### The problem
Using the listing below, set down exactly the lines starting at the line that contains "108L234 122L217 101L119" and ending at the line that contains "positive clicks: (224, 117)", both included, and no others.

### Available data
· · · · · · ·

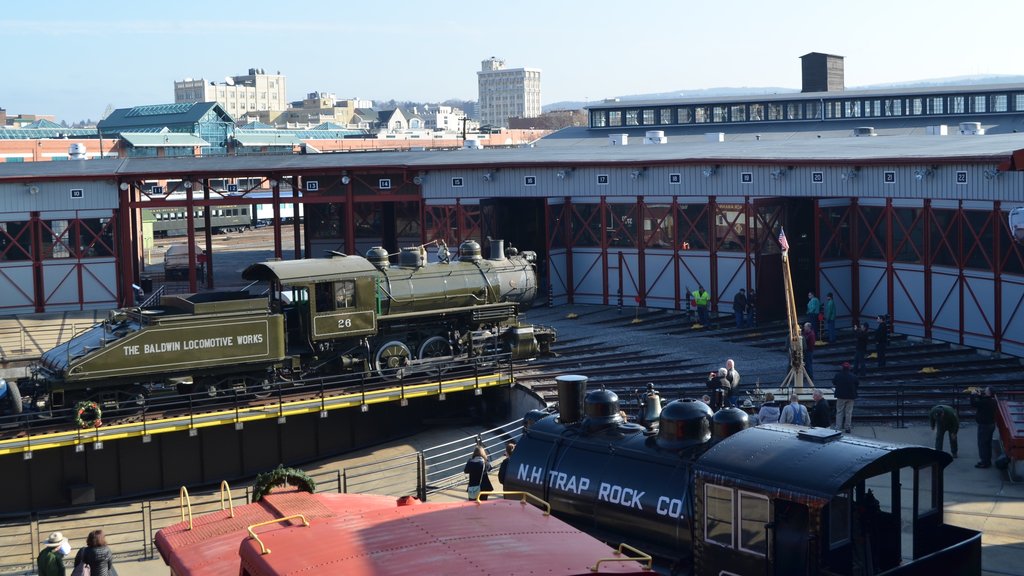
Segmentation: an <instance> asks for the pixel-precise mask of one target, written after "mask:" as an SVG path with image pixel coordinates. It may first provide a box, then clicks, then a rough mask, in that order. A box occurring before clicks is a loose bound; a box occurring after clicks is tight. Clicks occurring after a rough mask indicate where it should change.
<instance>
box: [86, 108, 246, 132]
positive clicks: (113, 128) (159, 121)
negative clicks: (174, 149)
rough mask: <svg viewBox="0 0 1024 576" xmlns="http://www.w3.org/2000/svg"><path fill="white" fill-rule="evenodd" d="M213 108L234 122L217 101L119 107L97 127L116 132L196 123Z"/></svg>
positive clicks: (224, 117)
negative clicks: (142, 126) (177, 103)
mask: <svg viewBox="0 0 1024 576" xmlns="http://www.w3.org/2000/svg"><path fill="white" fill-rule="evenodd" d="M211 110H215V111H216V112H217V115H218V116H219V117H220V118H221V120H223V121H225V122H233V120H231V117H230V115H229V114H227V112H225V111H224V109H223V108H221V107H220V105H218V104H217V102H189V104H171V105H154V106H139V107H135V108H119V109H118V110H115V111H114V112H112V113H111V114H110V116H108V117H106V118H104V119H102V120H100V121H99V123H98V124H97V125H96V127H97V128H99V129H100V130H102V131H103V132H108V133H115V132H119V131H121V130H130V131H135V132H137V131H138V130H132V128H136V127H139V126H170V125H175V124H195V123H196V122H199V121H200V120H202V119H203V117H204V116H205V115H206V113H208V112H210V111H211Z"/></svg>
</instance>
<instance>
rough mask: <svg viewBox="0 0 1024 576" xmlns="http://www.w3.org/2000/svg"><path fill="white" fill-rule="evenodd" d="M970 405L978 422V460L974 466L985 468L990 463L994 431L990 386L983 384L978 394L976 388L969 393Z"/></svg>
mask: <svg viewBox="0 0 1024 576" xmlns="http://www.w3.org/2000/svg"><path fill="white" fill-rule="evenodd" d="M971 406H973V407H974V410H975V412H974V421H975V422H977V423H978V456H979V457H980V460H979V461H978V463H977V464H975V465H974V467H976V468H987V467H990V466H991V465H992V433H993V431H995V398H993V397H992V388H991V387H988V386H985V389H983V390H981V393H980V394H979V393H978V390H977V389H974V390H973V392H972V393H971Z"/></svg>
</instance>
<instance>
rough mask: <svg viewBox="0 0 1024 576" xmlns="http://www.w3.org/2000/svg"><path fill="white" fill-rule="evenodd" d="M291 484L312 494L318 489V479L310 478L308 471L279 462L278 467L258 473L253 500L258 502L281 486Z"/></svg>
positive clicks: (254, 491) (256, 476)
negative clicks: (316, 486) (290, 467)
mask: <svg viewBox="0 0 1024 576" xmlns="http://www.w3.org/2000/svg"><path fill="white" fill-rule="evenodd" d="M286 484H287V485H291V486H295V487H297V488H298V489H299V490H304V491H306V492H308V493H310V494H312V493H313V491H315V490H316V481H314V480H313V479H311V478H309V476H308V475H306V472H304V471H302V470H300V469H298V468H286V467H285V466H284V464H278V467H276V468H273V469H272V470H270V471H268V472H263V474H261V475H256V482H254V483H253V502H258V501H260V500H262V499H263V497H264V496H266V495H267V494H269V493H270V492H271V491H272V490H273V489H274V488H276V487H279V486H285V485H286Z"/></svg>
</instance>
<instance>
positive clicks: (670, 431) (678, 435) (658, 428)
mask: <svg viewBox="0 0 1024 576" xmlns="http://www.w3.org/2000/svg"><path fill="white" fill-rule="evenodd" d="M712 415H713V413H712V411H711V408H709V407H708V405H707V404H705V403H703V402H700V401H698V400H692V399H687V400H674V401H672V402H670V403H668V404H666V405H665V409H663V410H662V414H660V416H659V417H658V420H657V438H656V440H655V442H656V443H657V446H658V448H663V449H665V450H682V449H684V448H689V447H691V446H696V445H698V444H703V443H706V442H708V441H709V440H711V421H712Z"/></svg>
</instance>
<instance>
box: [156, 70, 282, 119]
mask: <svg viewBox="0 0 1024 576" xmlns="http://www.w3.org/2000/svg"><path fill="white" fill-rule="evenodd" d="M287 88H288V83H287V81H286V78H285V76H284V75H282V74H281V73H280V72H279V73H278V74H266V73H265V72H264V71H263V69H262V68H250V69H249V74H247V75H244V76H233V77H229V78H227V79H225V80H224V81H223V82H220V83H217V82H209V81H207V80H206V79H203V78H201V79H199V80H195V79H191V78H185V79H184V80H178V81H175V82H174V101H175V104H178V102H211V101H215V102H217V104H219V105H220V106H221V108H223V109H224V110H226V111H227V113H228V114H230V115H231V117H232V118H241V117H243V116H245V115H246V114H248V113H250V112H258V111H272V110H278V111H281V110H286V109H287V108H288V95H287V93H288V89H287Z"/></svg>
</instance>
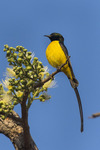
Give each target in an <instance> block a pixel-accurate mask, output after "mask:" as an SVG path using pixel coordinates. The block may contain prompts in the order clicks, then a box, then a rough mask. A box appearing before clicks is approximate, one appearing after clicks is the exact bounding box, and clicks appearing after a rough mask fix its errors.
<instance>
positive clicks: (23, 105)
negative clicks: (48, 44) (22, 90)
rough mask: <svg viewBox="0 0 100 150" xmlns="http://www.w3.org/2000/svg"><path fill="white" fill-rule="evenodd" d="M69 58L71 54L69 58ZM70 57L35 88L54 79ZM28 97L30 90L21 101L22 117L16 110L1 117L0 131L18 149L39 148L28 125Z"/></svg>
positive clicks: (30, 148) (31, 148)
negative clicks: (4, 116) (8, 114)
mask: <svg viewBox="0 0 100 150" xmlns="http://www.w3.org/2000/svg"><path fill="white" fill-rule="evenodd" d="M69 58H70V56H69V57H68V59H69ZM68 59H67V60H66V62H65V63H64V64H62V65H61V66H60V67H59V68H58V69H57V70H56V71H55V72H53V73H52V74H51V75H50V76H49V77H48V78H46V79H44V80H43V81H42V82H41V83H38V84H36V85H35V86H34V89H36V88H37V87H41V86H43V85H44V83H46V82H48V81H49V80H50V79H52V78H53V77H54V75H56V74H57V73H59V72H61V69H62V67H63V66H64V65H66V64H67V62H68ZM27 97H28V92H25V93H24V96H23V101H22V103H21V112H22V118H20V117H19V115H18V114H17V113H16V112H15V111H12V113H11V114H9V115H8V117H7V118H6V119H5V120H2V119H1V118H0V133H2V134H4V135H5V136H7V137H8V138H9V139H10V140H11V142H12V144H13V145H14V147H15V149H16V150H38V148H37V146H36V144H35V142H34V140H33V139H32V137H31V135H30V130H29V125H28V110H27V107H26V101H27Z"/></svg>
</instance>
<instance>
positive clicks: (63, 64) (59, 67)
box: [57, 56, 71, 72]
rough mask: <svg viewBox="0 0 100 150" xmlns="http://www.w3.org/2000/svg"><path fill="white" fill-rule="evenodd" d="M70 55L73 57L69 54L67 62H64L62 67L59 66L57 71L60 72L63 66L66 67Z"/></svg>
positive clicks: (69, 57) (62, 65) (62, 64)
mask: <svg viewBox="0 0 100 150" xmlns="http://www.w3.org/2000/svg"><path fill="white" fill-rule="evenodd" d="M70 57H71V56H68V58H67V60H66V62H65V63H64V64H62V65H61V66H60V67H58V68H57V71H58V72H60V71H61V68H62V67H64V66H65V65H66V64H67V62H68V60H69V58H70Z"/></svg>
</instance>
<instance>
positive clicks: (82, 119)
mask: <svg viewBox="0 0 100 150" xmlns="http://www.w3.org/2000/svg"><path fill="white" fill-rule="evenodd" d="M44 36H46V37H48V38H49V39H50V41H51V43H50V44H49V45H48V47H47V49H46V58H47V60H48V62H49V64H50V65H51V66H53V67H54V68H59V67H60V66H62V65H63V64H64V63H65V62H66V61H67V63H66V64H65V65H64V66H63V67H62V68H61V71H62V72H64V73H65V75H66V76H67V77H68V79H69V81H70V84H71V86H72V88H73V89H74V91H75V94H76V97H77V101H78V105H79V111H80V118H81V132H83V109H82V104H81V98H80V95H79V92H78V89H77V87H78V85H79V83H78V80H77V79H76V78H75V75H74V72H73V69H72V65H71V62H70V58H69V54H68V50H67V48H66V46H65V45H64V37H63V36H62V35H61V34H59V33H51V34H50V35H44Z"/></svg>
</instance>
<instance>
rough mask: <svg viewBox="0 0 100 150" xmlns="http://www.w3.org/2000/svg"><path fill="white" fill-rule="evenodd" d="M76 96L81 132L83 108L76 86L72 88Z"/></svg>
mask: <svg viewBox="0 0 100 150" xmlns="http://www.w3.org/2000/svg"><path fill="white" fill-rule="evenodd" d="M74 91H75V94H76V97H77V101H78V106H79V111H80V118H81V132H83V109H82V104H81V98H80V95H79V92H78V89H77V87H76V88H74Z"/></svg>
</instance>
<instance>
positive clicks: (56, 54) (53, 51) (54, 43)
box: [46, 41, 72, 79]
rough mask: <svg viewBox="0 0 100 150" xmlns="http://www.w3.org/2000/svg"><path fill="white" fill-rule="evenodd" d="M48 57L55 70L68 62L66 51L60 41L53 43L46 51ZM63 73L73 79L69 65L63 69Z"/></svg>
mask: <svg viewBox="0 0 100 150" xmlns="http://www.w3.org/2000/svg"><path fill="white" fill-rule="evenodd" d="M46 57H47V60H48V62H49V64H50V65H51V66H53V67H55V68H58V67H60V66H61V65H62V64H64V63H65V62H66V60H67V58H66V55H65V53H64V51H63V50H62V48H61V46H60V44H59V41H52V42H51V43H50V44H49V45H48V47H47V49H46ZM62 71H63V72H64V73H65V74H66V75H67V76H68V77H69V78H71V79H72V74H71V70H70V68H69V66H68V63H67V64H66V65H65V66H64V67H63V68H62Z"/></svg>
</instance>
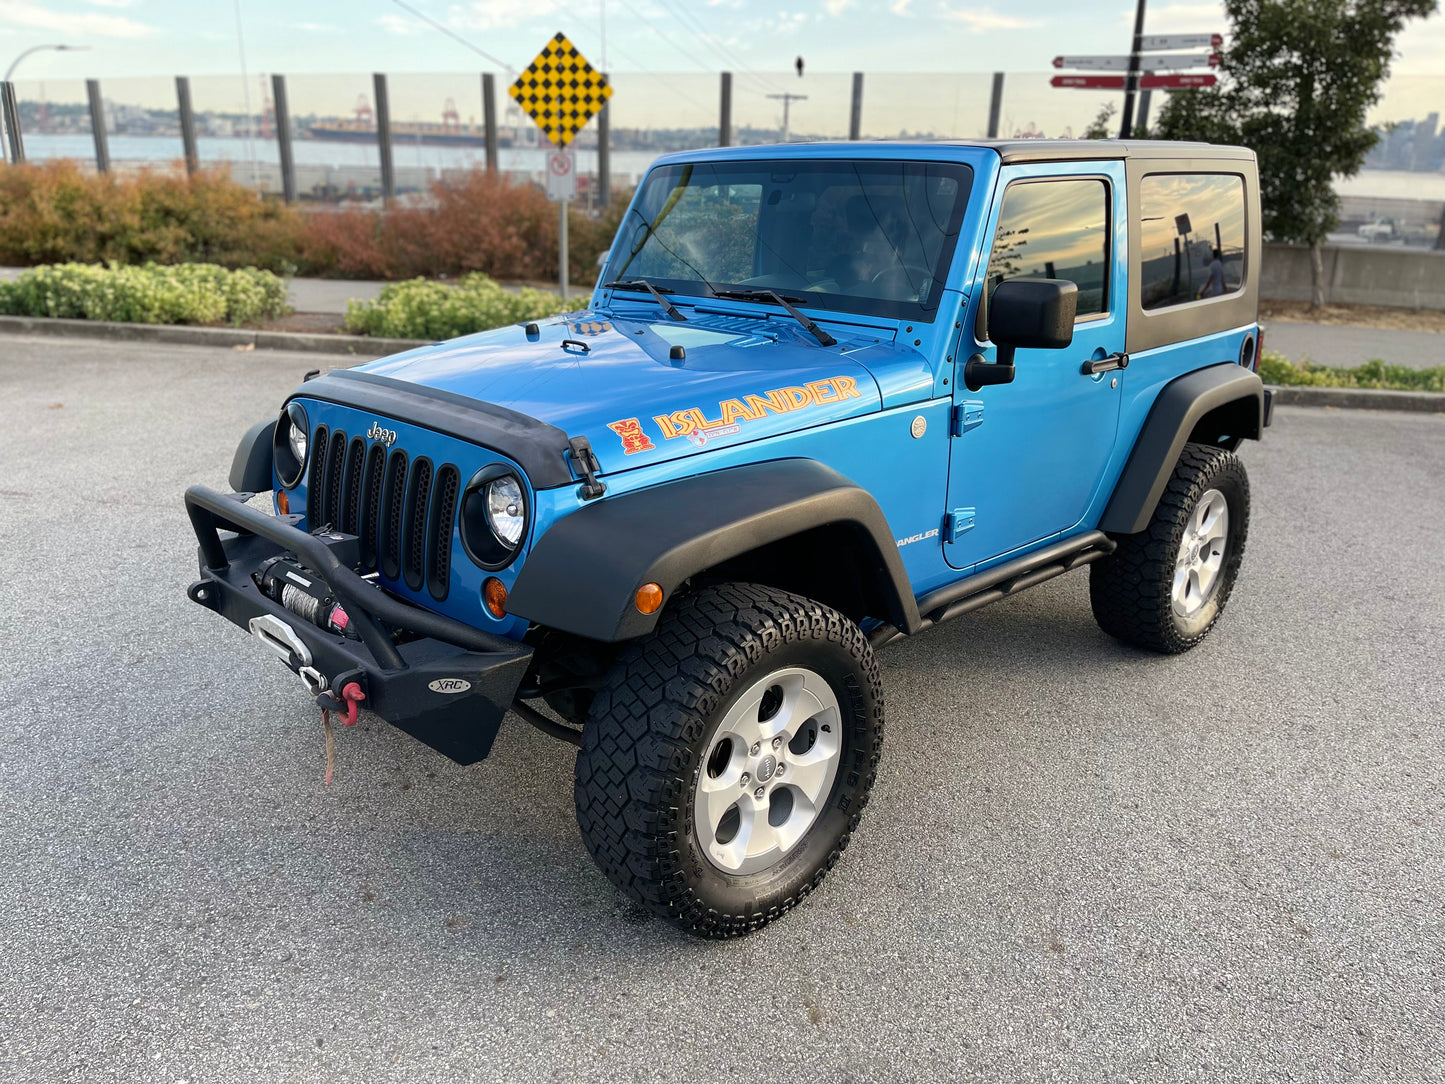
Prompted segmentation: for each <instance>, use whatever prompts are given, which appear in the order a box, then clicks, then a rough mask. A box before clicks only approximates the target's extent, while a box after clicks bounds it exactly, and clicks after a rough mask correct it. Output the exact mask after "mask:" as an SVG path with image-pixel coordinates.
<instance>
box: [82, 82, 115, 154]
mask: <svg viewBox="0 0 1445 1084" xmlns="http://www.w3.org/2000/svg"><path fill="white" fill-rule="evenodd" d="M85 97H87V98H88V100H90V107H91V134H92V136H94V137H95V169H98V171H100V172H101V173H108V172H110V143H108V142H107V139H105V98H103V97H101V94H100V79H85Z"/></svg>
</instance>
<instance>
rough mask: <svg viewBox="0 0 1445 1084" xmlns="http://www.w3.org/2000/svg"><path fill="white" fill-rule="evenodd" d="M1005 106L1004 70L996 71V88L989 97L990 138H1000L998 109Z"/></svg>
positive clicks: (995, 84) (1002, 107) (988, 134)
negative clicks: (1003, 71)
mask: <svg viewBox="0 0 1445 1084" xmlns="http://www.w3.org/2000/svg"><path fill="white" fill-rule="evenodd" d="M1001 108H1003V72H1001V71H996V72H994V90H993V95H991V97H990V98H988V139H998V111H1000V110H1001Z"/></svg>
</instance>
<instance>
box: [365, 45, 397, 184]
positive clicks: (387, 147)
mask: <svg viewBox="0 0 1445 1084" xmlns="http://www.w3.org/2000/svg"><path fill="white" fill-rule="evenodd" d="M371 85H373V88H374V91H376V146H377V150H379V152H380V153H381V197H383V198H386V199H394V198H396V171H394V169H393V166H392V106H390V101H389V100H387V97H386V75H383V74H381V72H376V74H374V75H373V77H371Z"/></svg>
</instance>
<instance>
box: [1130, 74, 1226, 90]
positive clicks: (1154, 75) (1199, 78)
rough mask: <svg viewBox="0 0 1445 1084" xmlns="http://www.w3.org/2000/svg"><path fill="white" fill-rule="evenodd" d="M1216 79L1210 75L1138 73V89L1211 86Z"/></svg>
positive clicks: (1204, 86)
mask: <svg viewBox="0 0 1445 1084" xmlns="http://www.w3.org/2000/svg"><path fill="white" fill-rule="evenodd" d="M1215 82H1218V79H1217V78H1215V77H1212V75H1140V77H1139V87H1140V90H1185V88H1188V87H1212V85H1214V84H1215Z"/></svg>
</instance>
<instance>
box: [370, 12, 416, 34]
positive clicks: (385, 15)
mask: <svg viewBox="0 0 1445 1084" xmlns="http://www.w3.org/2000/svg"><path fill="white" fill-rule="evenodd" d="M376 23H377V26H380V27H381V29H383V30H386V32H387V33H394V35H397V36H402V38H409V36H410V35H413V33H420V32H422V30H426V29H429V27H428V26H426V23H419V22H416V20H415V19H407V17H406V16H402V14H383V16H381V17H380V19H377V20H376Z"/></svg>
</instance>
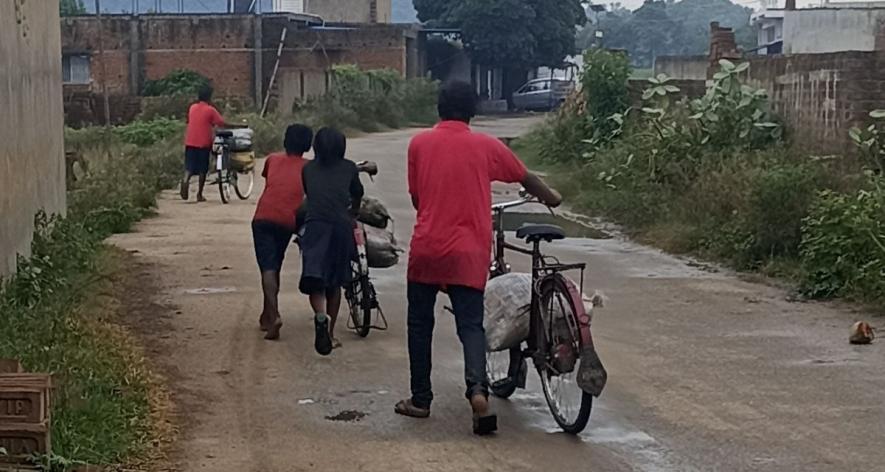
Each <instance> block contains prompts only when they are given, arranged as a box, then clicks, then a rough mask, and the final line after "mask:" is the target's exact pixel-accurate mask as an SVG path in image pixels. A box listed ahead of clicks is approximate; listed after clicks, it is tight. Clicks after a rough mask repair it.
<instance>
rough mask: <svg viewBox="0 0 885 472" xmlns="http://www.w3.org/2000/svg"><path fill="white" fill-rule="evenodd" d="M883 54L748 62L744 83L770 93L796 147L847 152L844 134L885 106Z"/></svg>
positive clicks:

· · · · · · ·

### Answer box
rough mask: <svg viewBox="0 0 1024 576" xmlns="http://www.w3.org/2000/svg"><path fill="white" fill-rule="evenodd" d="M213 108L234 122L217 101L119 107L97 127L116 132L196 123Z"/></svg>
positive clicks: (224, 117)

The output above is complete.